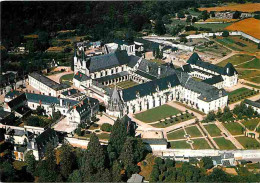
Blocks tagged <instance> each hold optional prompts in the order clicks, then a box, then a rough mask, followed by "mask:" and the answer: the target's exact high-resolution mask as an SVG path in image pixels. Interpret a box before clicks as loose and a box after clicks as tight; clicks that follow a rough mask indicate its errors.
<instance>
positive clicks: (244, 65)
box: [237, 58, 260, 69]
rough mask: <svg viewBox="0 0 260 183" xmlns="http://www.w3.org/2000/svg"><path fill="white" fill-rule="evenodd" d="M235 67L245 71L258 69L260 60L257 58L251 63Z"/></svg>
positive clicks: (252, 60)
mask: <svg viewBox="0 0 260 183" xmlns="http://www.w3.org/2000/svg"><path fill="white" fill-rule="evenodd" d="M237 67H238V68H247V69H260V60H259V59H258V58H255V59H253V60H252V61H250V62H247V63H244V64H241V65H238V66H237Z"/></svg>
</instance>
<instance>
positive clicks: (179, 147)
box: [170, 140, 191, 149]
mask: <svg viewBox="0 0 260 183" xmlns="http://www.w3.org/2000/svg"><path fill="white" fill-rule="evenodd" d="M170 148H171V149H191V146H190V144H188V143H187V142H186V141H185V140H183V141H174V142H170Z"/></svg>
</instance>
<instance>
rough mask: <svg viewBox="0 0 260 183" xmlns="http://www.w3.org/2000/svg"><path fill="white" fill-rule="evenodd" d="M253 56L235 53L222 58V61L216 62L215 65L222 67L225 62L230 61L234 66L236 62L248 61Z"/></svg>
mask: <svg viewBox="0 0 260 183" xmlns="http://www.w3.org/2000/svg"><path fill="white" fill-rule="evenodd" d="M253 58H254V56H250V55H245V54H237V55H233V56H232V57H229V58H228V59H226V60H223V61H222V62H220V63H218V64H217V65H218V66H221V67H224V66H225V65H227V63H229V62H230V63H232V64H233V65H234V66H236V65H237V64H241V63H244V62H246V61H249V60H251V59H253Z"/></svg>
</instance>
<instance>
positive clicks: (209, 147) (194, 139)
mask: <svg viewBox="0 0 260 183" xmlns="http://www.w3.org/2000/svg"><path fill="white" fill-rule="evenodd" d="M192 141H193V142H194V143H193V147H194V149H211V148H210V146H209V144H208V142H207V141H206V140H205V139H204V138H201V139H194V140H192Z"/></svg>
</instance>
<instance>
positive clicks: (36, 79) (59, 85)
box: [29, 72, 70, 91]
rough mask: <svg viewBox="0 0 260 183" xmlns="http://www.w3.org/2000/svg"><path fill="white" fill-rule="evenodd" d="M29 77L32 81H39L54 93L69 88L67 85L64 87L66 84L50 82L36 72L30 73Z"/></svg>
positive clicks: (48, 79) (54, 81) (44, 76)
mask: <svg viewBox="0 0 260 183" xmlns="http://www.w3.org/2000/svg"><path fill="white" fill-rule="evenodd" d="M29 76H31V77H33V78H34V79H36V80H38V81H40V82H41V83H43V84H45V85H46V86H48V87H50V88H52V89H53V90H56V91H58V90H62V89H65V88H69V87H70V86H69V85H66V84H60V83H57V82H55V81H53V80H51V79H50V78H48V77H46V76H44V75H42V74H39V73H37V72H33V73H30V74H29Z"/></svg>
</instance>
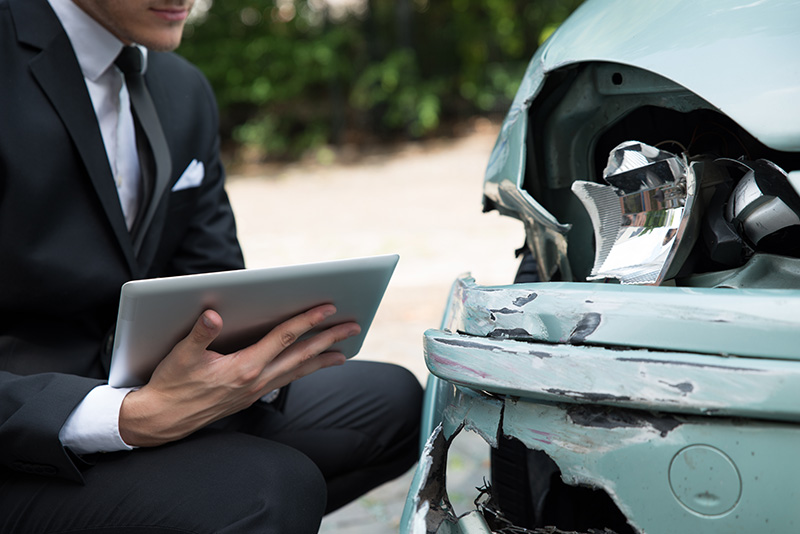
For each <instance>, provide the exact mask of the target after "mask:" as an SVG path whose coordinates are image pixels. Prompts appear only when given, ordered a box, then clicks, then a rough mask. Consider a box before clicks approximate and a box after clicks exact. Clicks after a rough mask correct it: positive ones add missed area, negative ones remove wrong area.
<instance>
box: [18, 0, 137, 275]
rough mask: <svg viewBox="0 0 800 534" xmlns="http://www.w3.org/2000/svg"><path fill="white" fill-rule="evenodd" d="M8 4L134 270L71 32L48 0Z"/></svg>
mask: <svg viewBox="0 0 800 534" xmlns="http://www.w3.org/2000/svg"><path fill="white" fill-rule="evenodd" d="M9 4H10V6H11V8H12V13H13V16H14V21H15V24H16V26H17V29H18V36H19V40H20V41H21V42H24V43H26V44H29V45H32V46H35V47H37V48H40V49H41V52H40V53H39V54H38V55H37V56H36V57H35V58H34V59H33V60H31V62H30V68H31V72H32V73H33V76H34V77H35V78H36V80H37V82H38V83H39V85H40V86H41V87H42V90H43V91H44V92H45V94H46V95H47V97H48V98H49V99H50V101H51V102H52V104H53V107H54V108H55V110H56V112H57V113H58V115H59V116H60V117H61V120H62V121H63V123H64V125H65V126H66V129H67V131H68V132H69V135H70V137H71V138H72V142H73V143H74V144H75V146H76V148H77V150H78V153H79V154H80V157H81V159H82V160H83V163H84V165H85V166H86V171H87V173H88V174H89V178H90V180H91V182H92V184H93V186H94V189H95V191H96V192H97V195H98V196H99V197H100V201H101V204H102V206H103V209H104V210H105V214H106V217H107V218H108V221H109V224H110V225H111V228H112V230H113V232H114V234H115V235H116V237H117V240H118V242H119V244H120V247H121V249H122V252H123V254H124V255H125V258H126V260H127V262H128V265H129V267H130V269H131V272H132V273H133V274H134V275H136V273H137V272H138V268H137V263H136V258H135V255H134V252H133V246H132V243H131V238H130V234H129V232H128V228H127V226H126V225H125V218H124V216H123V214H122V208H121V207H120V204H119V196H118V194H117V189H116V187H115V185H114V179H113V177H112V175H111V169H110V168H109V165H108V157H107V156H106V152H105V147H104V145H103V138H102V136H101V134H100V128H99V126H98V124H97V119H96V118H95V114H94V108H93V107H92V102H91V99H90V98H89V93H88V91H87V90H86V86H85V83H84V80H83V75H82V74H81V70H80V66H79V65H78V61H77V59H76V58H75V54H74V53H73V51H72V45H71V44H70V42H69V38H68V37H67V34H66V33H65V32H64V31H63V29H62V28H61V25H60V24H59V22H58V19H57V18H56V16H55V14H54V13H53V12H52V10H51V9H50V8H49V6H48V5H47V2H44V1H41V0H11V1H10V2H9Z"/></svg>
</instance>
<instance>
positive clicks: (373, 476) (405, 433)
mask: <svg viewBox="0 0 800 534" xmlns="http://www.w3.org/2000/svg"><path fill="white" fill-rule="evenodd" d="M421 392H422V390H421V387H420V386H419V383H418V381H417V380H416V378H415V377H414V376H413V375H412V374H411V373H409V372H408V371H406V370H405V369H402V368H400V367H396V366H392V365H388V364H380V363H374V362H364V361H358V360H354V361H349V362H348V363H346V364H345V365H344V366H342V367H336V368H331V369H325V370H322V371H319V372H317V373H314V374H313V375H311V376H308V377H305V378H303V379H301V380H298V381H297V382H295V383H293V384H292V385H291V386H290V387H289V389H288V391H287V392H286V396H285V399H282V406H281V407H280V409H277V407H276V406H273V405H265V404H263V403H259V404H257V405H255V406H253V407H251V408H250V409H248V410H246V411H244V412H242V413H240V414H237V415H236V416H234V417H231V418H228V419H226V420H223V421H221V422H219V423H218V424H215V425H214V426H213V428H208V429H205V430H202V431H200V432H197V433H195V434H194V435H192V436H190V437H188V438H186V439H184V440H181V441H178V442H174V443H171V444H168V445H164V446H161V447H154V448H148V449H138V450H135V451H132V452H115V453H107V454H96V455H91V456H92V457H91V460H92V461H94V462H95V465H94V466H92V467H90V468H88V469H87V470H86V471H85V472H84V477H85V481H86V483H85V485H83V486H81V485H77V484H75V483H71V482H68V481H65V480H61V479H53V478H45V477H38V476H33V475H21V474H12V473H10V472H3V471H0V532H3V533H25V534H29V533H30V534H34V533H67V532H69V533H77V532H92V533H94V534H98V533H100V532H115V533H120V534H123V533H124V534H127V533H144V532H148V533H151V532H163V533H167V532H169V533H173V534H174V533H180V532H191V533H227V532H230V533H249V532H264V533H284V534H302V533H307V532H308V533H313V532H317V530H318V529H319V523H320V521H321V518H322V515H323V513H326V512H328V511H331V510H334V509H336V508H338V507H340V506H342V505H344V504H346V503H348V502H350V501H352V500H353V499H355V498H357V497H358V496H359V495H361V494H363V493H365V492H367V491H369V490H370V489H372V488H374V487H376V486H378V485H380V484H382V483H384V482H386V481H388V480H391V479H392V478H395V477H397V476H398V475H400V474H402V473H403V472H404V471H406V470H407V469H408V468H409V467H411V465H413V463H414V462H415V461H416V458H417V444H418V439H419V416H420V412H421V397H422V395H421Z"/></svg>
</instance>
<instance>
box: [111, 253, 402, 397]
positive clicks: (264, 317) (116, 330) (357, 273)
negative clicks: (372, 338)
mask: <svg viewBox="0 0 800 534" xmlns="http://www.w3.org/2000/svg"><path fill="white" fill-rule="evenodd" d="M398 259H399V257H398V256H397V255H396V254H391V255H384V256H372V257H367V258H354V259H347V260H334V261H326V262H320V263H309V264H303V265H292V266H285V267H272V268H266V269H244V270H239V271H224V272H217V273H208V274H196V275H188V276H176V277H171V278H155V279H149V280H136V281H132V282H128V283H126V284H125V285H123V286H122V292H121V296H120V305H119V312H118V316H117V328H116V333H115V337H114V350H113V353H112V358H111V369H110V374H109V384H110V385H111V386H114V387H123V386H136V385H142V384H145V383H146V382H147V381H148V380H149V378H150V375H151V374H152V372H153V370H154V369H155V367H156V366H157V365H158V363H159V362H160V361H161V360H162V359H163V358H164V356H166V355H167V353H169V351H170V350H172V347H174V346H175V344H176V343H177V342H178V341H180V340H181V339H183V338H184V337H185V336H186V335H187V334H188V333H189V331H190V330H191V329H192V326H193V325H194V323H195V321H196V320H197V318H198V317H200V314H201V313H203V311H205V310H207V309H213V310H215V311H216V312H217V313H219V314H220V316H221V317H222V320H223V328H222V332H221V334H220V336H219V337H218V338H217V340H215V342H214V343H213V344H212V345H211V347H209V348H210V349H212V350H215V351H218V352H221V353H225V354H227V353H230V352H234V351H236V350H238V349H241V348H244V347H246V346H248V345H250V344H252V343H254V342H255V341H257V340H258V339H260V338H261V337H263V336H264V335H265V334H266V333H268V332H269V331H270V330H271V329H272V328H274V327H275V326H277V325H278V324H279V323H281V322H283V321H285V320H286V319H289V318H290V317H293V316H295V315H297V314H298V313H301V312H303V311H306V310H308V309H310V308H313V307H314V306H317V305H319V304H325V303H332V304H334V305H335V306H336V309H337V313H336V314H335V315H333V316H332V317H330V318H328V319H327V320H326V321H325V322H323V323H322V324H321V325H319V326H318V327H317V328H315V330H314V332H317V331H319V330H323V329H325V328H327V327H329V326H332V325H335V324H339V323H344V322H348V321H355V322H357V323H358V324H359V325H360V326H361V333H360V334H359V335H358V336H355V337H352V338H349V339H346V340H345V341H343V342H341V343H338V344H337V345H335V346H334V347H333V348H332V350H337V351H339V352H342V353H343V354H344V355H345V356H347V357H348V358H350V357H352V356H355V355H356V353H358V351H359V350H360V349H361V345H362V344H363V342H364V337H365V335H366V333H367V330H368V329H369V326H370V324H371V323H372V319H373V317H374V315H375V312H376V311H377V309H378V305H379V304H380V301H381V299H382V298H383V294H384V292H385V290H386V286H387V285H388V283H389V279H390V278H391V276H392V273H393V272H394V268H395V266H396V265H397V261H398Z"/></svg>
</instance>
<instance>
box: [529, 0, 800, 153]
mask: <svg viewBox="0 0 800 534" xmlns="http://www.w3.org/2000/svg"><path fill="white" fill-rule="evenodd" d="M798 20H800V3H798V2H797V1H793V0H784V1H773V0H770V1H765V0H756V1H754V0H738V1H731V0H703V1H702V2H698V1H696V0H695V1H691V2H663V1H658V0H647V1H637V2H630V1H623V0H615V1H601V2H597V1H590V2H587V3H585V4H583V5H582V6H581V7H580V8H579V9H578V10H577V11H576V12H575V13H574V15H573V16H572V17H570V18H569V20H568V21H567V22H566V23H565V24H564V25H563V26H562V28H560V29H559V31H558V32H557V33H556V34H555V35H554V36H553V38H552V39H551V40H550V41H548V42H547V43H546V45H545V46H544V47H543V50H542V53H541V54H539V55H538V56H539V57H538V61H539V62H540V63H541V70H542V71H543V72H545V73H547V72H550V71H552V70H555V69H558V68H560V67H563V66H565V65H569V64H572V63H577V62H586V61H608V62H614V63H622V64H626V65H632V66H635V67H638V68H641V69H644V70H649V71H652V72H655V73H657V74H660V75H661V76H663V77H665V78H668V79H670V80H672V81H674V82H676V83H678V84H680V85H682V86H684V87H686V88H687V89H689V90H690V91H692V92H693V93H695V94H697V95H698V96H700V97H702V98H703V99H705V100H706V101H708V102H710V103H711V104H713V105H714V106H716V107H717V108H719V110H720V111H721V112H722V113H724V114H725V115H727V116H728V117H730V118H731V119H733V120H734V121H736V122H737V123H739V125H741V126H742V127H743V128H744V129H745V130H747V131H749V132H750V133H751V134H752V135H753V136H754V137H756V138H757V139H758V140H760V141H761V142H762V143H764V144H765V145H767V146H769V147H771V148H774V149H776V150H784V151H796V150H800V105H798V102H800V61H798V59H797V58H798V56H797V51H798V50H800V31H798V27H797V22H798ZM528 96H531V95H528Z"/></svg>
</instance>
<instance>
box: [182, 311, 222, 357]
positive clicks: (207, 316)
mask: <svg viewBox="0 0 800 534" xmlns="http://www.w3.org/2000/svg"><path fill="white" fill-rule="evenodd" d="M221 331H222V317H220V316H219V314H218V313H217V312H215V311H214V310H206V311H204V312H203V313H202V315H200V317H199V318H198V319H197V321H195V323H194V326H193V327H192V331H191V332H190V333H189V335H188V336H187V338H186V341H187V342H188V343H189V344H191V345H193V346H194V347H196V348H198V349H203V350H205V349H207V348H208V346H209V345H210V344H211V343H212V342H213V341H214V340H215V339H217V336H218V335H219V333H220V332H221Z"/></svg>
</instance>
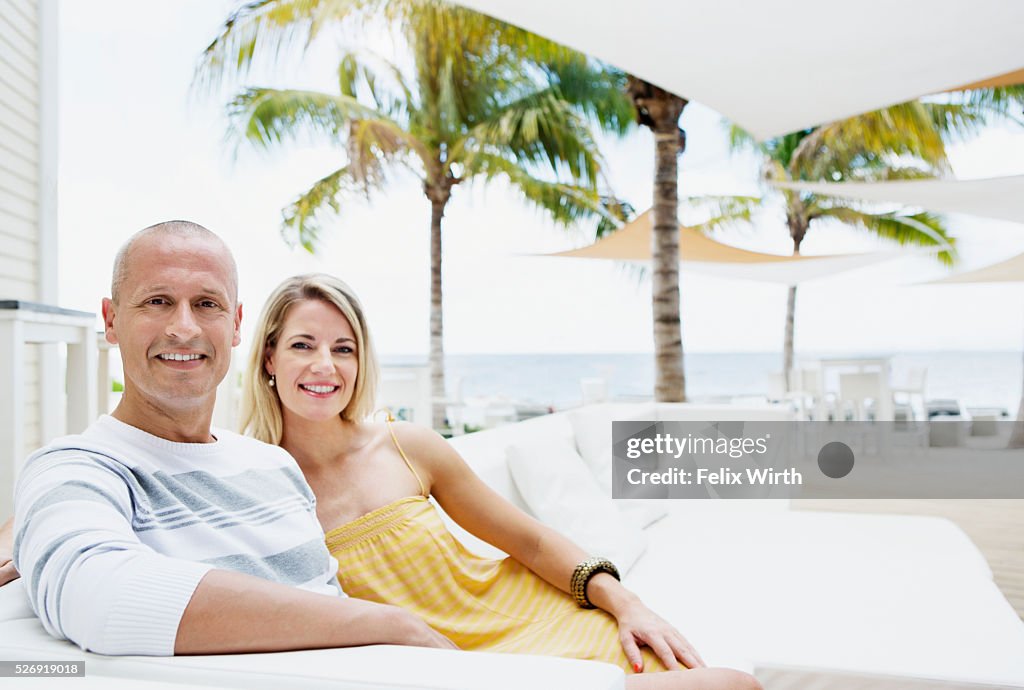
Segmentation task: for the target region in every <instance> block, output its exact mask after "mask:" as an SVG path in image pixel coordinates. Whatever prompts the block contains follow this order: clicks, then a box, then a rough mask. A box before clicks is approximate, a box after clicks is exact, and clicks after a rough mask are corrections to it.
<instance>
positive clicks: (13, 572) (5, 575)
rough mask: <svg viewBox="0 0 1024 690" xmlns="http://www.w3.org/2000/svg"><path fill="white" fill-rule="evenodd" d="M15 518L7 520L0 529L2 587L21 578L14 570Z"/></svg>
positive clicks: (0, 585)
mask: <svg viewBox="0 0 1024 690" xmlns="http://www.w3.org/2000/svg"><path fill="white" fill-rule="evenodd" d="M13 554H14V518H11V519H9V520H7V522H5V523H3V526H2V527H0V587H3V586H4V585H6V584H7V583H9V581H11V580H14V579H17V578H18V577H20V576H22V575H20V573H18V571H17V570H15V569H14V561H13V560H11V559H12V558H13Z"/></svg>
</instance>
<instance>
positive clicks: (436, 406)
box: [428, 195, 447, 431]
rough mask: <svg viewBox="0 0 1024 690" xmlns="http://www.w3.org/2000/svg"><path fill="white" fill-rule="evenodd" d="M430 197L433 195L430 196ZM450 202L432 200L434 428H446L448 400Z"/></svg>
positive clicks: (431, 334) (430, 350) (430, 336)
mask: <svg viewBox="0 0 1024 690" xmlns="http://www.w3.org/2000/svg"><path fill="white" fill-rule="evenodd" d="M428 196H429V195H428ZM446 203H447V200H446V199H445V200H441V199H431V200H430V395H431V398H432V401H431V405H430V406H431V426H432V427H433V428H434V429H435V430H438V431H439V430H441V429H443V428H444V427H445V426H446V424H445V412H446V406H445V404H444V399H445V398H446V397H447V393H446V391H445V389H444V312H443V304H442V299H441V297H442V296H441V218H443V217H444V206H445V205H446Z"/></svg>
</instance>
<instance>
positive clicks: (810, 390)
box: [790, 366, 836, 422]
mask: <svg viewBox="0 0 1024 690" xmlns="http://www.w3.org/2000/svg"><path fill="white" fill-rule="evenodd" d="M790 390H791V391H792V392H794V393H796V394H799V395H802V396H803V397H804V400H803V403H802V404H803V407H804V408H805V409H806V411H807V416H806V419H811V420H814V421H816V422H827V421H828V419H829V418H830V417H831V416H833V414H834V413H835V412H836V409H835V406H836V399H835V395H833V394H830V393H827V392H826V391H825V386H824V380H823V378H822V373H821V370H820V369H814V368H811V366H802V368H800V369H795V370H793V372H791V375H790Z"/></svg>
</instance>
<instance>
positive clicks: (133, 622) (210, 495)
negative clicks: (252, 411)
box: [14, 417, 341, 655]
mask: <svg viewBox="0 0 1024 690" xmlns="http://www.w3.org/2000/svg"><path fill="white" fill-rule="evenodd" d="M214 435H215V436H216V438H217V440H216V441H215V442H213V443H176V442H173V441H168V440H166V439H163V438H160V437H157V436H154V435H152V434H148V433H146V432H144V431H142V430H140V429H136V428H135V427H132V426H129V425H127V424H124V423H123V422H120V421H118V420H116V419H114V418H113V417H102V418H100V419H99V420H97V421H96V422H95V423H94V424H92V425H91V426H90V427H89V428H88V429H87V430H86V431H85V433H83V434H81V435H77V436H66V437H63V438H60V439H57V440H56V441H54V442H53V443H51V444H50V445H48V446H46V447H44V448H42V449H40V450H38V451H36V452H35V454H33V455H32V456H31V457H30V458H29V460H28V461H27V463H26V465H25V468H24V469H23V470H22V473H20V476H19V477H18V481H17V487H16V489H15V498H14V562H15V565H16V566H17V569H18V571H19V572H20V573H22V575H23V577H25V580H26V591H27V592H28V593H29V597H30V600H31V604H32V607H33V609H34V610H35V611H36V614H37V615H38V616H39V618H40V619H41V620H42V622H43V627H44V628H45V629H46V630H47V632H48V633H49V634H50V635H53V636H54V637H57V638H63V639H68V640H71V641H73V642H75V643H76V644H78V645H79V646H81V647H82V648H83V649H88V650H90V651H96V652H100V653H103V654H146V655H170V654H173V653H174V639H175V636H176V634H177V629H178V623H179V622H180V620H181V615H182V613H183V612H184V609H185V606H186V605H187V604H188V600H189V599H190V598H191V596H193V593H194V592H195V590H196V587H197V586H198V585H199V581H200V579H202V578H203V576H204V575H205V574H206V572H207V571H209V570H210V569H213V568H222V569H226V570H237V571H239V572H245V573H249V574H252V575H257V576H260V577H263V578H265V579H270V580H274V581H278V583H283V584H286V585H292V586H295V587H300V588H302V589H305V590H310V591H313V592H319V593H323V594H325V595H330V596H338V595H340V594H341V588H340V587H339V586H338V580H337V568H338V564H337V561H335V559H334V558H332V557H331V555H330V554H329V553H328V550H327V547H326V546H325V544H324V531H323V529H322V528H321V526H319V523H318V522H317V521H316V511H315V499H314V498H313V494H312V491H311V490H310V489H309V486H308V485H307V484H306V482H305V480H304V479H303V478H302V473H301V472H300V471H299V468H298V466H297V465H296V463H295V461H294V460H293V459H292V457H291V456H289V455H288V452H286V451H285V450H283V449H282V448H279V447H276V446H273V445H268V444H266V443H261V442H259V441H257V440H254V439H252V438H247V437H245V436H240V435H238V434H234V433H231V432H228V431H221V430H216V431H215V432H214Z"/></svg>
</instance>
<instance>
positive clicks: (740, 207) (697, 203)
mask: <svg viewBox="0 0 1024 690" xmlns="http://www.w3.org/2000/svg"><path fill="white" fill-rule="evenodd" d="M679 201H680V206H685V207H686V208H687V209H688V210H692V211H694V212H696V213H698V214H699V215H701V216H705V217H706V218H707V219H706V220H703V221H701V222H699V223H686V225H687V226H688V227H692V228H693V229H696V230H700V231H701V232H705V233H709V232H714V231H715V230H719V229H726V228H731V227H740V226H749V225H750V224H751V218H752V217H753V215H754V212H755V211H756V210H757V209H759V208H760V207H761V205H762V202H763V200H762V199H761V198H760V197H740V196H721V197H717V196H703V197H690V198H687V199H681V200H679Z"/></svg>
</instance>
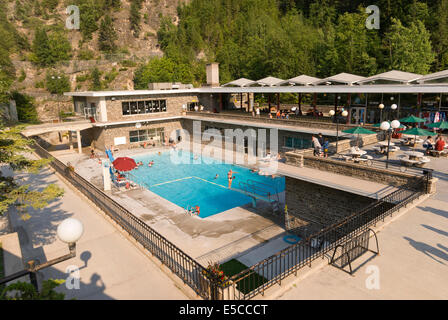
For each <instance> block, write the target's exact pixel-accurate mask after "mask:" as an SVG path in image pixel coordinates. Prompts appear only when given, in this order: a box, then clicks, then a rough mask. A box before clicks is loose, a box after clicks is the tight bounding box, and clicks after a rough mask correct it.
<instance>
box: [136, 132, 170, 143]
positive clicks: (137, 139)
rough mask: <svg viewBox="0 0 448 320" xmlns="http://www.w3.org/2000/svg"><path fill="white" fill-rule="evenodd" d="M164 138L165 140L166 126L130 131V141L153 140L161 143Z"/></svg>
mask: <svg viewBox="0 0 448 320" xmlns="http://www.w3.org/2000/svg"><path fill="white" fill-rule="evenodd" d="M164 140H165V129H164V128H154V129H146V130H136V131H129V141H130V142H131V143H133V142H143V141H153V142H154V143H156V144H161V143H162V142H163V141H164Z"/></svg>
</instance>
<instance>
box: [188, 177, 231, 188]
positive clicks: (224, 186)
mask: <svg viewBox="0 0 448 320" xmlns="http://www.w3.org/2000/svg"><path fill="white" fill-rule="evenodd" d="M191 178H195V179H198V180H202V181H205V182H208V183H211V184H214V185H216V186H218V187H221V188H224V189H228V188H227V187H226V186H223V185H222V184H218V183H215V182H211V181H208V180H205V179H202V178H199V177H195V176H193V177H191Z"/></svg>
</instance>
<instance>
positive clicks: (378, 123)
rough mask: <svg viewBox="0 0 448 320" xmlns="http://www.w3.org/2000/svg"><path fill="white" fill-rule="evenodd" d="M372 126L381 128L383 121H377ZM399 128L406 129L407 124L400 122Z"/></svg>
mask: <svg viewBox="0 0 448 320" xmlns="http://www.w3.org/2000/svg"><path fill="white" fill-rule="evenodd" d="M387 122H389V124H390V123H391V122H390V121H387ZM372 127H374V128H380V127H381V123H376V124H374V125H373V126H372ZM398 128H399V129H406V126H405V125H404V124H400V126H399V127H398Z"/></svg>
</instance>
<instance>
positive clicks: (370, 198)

Task brief:
Count the lines in the listing that contain the string "after", matching case exactly. Reply with the number alone.

Solution to this exercise:
4